» Work to complete:
[A] In the passage on Sinna Nasseri, give the text from "Sinna Nasseri (born" up to and including "Times and Vogue." again, substituting "fashion photography" for "portraiture".
[B] According to the Sinna Nasseri passage, which law firm employed Nasseri until 2017?
[C] Name everyone whose portrait by Nasseri appeared in the New York Times year-in-review article, according to the Sinna Nasseri passage.

» Document passage:
==================================================
= Sinna Nasseri =

American Photographer

Sinna Nasseri (born in Los Angeles, CA) is an American photographer. His work focuses on documentary photography and portraiture, and it appears frequently in the New York Times and Vogue.

== Early life and education ==
Nasseri attended Fordham University School of Law. Until 2017, Nasseri was a lawyer for Latham & Watkins. Born in Los Angeles, he is of Iranian descent.

== Work ==
In 2020, eight of Nasseri’s photo essays were published by Vogue documenting the ways Americans responded to the COVID-19 pandemic, the Black Lives Matter movement, and the 2020 presidential election. In 2021, Nasseri’s photographs of a Stop the Steal rally in Arizona were used in the second impeachment trial of Donald Trump. In 2022, Nasseri was commissioned by Vogue to photograph the Met Gala, themed “In America: An Anthology of Fashion.” In 2023, New York Times published Nasseri’s “Plane Spotters” photo series.

The New York Times’s article “2023 in Retrospect: 59 Photographs That Defined the Year in Arts” included six photographs by Nasseri. Images included portraits of Michelle Williams, Henry Diltz, and John Stamos, documentation of the Oscar Nominees Luncheon, and the “Plane Spotters” photo series.

The Guardian’s article “The photographs that defined 2023 – and the stories behind them” included Nasseri’s documentation of Burning Man.
==================================================
» Provided data:
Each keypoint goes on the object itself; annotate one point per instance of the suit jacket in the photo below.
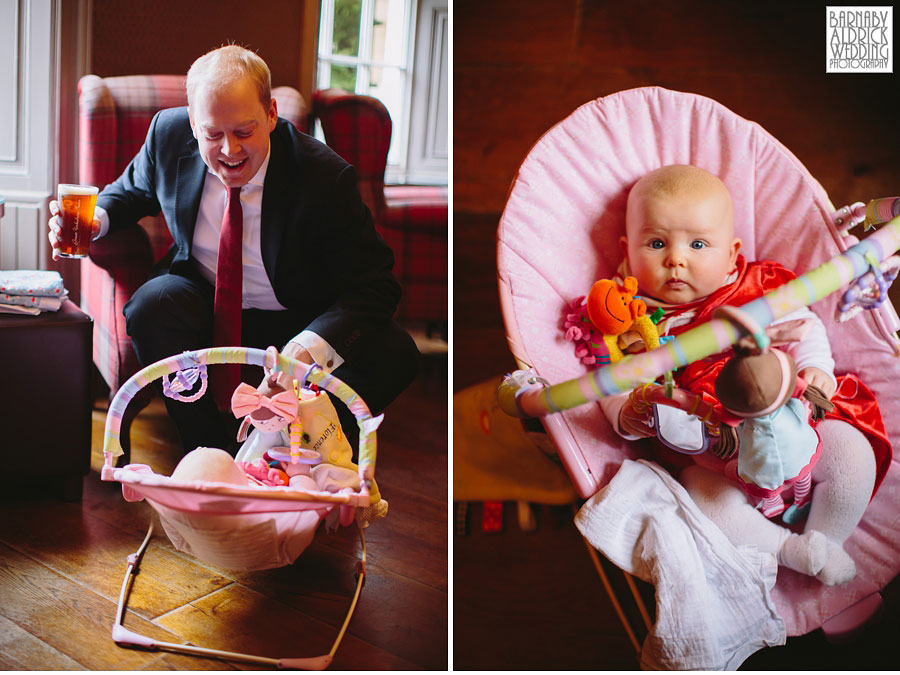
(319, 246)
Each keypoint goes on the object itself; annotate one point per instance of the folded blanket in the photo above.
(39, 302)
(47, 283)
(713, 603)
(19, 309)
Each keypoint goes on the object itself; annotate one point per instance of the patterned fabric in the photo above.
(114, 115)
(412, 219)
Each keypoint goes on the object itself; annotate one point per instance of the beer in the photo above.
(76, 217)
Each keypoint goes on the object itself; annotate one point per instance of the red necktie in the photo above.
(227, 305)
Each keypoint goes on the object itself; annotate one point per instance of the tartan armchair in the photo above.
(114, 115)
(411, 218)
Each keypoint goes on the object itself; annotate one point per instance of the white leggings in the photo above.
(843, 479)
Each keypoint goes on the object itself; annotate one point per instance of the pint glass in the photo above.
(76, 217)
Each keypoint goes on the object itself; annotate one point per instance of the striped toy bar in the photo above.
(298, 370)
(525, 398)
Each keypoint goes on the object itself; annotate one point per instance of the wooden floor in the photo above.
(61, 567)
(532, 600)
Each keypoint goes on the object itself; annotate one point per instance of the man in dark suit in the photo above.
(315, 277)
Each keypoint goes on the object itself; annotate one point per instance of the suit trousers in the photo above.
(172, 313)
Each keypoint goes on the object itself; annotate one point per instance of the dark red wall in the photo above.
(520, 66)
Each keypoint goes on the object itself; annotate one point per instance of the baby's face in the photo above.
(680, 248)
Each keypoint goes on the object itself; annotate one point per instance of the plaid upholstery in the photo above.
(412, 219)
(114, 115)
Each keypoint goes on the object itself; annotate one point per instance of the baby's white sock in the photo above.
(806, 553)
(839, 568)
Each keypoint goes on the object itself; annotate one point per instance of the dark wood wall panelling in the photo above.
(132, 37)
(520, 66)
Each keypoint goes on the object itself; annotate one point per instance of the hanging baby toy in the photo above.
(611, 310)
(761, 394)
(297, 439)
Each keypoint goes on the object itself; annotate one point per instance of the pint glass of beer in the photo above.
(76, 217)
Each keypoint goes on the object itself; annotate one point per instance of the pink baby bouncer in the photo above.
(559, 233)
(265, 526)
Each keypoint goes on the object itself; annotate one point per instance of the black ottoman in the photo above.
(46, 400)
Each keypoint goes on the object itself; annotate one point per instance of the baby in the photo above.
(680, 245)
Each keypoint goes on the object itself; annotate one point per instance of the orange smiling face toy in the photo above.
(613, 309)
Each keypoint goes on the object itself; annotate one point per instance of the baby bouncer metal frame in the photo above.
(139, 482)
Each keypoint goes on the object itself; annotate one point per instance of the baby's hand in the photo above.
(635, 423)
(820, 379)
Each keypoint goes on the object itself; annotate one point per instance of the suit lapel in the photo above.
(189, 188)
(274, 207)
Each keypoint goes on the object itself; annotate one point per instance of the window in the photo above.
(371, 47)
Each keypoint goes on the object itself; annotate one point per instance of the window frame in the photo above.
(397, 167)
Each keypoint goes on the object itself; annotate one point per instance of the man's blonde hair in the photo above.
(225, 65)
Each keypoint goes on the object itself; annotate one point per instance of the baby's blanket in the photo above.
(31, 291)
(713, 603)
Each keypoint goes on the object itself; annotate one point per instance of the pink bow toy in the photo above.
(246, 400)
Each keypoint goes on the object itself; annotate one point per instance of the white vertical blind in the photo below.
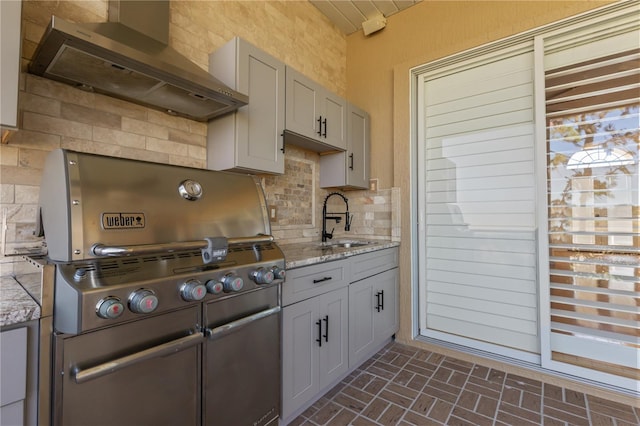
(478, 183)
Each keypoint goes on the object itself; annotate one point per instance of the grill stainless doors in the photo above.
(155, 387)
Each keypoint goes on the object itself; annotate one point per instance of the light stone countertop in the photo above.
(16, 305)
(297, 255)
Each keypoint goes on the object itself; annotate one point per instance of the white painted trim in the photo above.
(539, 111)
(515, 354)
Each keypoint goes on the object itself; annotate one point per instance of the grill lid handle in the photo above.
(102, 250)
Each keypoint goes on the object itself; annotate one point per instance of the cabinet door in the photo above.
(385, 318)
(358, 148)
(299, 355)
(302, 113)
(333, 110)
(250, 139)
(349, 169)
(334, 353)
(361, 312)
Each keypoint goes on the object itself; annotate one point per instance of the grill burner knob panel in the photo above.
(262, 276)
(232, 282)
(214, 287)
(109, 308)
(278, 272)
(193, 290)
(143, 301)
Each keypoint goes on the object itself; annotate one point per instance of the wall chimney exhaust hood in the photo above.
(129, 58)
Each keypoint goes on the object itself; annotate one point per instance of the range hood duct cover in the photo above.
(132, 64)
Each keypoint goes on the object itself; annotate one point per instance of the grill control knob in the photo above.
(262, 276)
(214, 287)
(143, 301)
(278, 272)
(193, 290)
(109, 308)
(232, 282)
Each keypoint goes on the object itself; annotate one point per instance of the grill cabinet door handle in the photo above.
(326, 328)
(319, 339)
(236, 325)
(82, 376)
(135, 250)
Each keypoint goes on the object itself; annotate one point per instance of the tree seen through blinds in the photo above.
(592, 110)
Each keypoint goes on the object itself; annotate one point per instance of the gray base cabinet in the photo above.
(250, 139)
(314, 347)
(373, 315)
==================================================
» Responses per task:
[A]
Sinna Nasseri (born in Los Angeles, CA) is an American photographer. His work focuses on documentary photography and fashion photography, and it appears frequently in the New York Times and Vogue.

[B] Latham & Watkins

[C] Michelle Williams, Henry Diltz, John Stamos